Passage to read:
━━━━━━━━━━━━━━━━━━━━
Cultivating connections…Part 2

In a previous post called “Cultivate Connections”, I wrote about that phrase, my new mantra, and how I was trying to establish connections with my mind, body, and spirit, as well as with others — friends, co-workers, relatives, strangers. And last week, I wrote about the importance of staying connected. Yet, I have to admit I’ve been struggling to make good on that mantra. Sure, it’s easy to cultivate connections with people I like. But to stay connected to my mind when all I feel is anxiety, or my body when I want to reshape it, or my spirit when all I want to do is numb out in front of the TV, well, that’s harder.

This morning was no exception. I have Wednesdays off, so I’m able to sleep in until my body wakes me naturally, which is a good way to honor my body’s needs. I awoke after 9 hours of sleep and felt rested. Before I even left the bedroom, I sat in my meditation position and said to myself, “I will cultivate connections today” as I breathed in and out. So, in terms of connecting with my body and spirit, I was off to a good start. Then I got to the gym and some of my more chatty acquaintances wanted to talk and I brushed them aside with polite niceties about how I had to “get going”. I walked on the treadmill and thought about how that wasn’t the best way to cultivate connections with people.

After an hour of various exercises, I was on the floor stretching and ready to leave. I looked up and saw a man I hadn’t seen in several months, someone who used to come to the gym with his elderly mother. I have only had one conversation with him previously, but I knew then that he is unique — grounded, centered, and unabashedly spiritual in a way that is both shocking and refreshing. There was no pretention with him, no niceties. We spoke in that first conversation years ago as if we had known each other forever.
━━━━━━━━━━━━━━━━━━━━
Data supplied:
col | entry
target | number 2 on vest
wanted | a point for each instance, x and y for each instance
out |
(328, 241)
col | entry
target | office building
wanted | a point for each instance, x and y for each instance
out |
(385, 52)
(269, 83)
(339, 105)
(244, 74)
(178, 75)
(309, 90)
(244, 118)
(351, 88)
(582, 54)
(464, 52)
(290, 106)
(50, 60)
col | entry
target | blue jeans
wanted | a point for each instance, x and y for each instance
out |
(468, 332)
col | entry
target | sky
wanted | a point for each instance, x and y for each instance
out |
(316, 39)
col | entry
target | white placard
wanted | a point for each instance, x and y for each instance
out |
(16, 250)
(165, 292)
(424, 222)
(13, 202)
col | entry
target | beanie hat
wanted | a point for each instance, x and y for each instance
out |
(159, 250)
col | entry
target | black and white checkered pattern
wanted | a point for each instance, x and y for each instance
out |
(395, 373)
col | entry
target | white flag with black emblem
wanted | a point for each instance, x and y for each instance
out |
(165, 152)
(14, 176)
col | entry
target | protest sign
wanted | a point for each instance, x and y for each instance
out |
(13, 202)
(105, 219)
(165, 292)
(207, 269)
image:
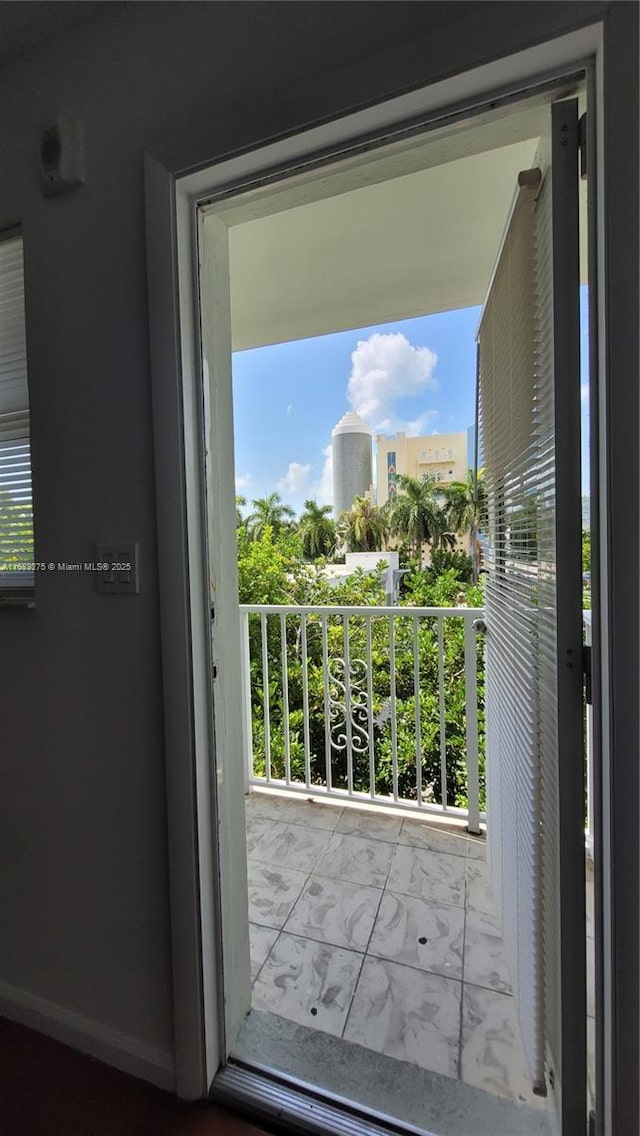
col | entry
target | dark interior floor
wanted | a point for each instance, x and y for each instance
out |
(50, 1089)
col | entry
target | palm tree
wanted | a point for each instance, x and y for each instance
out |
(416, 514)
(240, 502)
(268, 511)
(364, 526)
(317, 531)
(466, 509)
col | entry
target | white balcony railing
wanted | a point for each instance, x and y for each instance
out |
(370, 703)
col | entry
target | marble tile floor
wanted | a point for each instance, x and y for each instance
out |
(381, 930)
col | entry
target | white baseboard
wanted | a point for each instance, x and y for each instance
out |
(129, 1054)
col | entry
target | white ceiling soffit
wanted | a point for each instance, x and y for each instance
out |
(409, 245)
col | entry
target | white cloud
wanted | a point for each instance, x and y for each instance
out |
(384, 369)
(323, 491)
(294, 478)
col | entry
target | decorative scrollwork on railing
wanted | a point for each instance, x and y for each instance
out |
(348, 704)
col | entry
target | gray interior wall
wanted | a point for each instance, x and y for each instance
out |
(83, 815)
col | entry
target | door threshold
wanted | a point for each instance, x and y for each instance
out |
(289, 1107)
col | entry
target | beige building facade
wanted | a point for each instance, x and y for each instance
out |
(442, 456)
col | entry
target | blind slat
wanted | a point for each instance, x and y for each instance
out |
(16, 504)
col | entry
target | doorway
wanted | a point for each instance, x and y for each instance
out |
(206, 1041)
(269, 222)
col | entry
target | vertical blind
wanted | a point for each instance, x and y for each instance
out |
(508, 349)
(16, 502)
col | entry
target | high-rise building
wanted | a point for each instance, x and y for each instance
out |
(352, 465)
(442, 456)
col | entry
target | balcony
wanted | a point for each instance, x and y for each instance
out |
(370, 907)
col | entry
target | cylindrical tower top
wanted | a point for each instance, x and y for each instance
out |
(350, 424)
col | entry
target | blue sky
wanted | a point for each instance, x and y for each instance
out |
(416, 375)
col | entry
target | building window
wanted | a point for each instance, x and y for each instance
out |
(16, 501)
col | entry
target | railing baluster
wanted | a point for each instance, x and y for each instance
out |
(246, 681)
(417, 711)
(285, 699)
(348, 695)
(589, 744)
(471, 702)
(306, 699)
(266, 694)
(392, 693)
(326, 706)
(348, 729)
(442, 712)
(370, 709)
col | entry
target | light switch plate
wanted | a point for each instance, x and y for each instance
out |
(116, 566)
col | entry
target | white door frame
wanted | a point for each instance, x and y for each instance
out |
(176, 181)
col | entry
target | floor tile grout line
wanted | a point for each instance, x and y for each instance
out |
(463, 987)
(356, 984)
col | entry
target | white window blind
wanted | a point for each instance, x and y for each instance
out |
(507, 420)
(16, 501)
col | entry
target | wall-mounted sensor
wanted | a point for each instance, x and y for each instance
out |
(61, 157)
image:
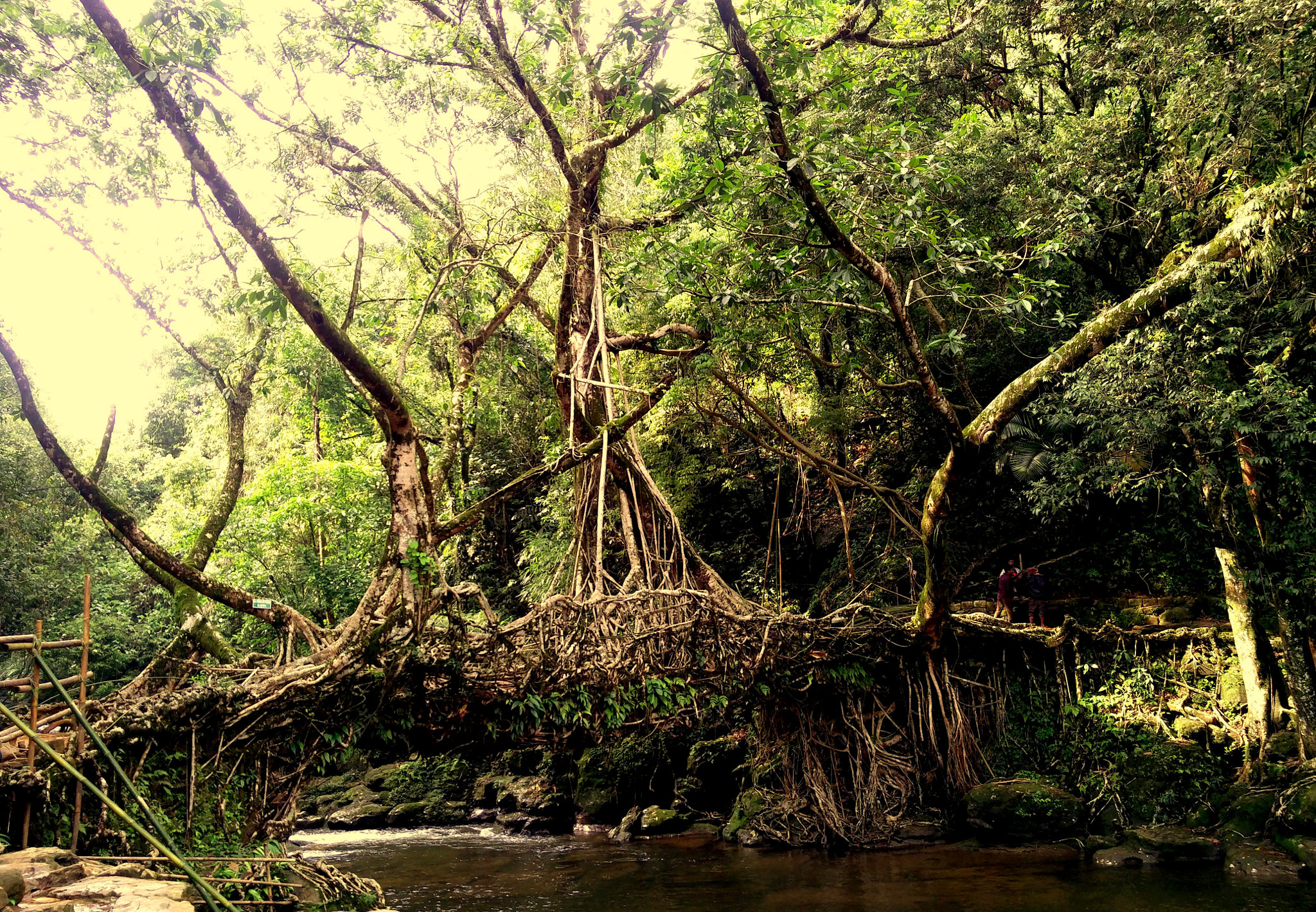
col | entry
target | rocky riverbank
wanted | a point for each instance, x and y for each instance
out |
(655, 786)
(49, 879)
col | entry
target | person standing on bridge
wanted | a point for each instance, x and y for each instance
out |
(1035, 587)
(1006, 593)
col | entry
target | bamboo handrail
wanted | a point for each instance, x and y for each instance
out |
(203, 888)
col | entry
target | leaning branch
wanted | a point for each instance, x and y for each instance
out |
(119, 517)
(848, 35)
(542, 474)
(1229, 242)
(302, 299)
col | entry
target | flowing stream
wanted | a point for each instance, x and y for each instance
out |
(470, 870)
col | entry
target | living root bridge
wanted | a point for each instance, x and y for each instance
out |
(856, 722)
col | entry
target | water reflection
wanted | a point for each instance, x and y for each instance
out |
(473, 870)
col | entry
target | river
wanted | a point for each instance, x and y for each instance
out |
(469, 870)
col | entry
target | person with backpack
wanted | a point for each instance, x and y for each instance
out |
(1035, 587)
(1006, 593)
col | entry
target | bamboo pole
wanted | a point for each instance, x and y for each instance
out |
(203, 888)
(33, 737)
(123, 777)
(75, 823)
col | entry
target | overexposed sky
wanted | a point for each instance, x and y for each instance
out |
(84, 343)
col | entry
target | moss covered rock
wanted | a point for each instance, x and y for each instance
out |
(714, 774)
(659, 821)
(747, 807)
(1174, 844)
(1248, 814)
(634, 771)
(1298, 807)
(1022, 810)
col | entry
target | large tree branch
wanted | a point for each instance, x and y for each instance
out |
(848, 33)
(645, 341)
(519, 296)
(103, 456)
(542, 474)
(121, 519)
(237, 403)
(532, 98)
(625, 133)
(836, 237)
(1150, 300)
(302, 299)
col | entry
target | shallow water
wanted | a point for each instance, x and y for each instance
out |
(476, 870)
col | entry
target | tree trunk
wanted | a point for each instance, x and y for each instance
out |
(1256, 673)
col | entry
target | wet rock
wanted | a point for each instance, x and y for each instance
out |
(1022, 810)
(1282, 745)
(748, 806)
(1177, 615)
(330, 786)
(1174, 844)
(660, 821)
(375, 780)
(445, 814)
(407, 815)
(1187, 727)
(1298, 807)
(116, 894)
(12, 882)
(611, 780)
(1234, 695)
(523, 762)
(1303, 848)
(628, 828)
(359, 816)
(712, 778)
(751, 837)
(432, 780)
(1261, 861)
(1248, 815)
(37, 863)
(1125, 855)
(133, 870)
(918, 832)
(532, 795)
━━━━━━━━━━━━━━━━━━━━
List of tasks:
[1] In the post about cultivating connections, condense the paragraph that begins "This morning was no exception" into a short bulleted list that keeps its main facts.
[2] From the post about cultivating connections, extract the passage word for word, starting at "After an hour" and ending at "each other forever.".
The entries were taken from a different source than the post.

Answer list:
[1]
- Wednesdays are the writer's day off, so the writer sleeps until waking naturally, which honors the body's needs.
- After 9 hours of sleep, the writer felt rested.
- Before leaving the bedroom, the writer sat in meditation position and said, "I will cultivate connections today" while breathing in and out, a good start for connecting with body and spirit.
- At the gym, the writer brushed aside some chatty acquaintances with polite niceties about having to "get going."
- On the treadmill, the writer reflected that this was not the best way to cultivate connections with people.

[2]
After an hour of various exercises, I was on the floor stretching and ready to leave. I looked up and saw a man I hadn’t seen in several months, someone who used to come to the gym with his elderly mother. I have only had one conversation with him previously, but I knew then that he is unique — grounded, centered, and unabashedly spiritual in a way that is both shocking and refreshing. There was no pretention with him, no niceties. We spoke in that first conversation years ago as if we had known each other forever.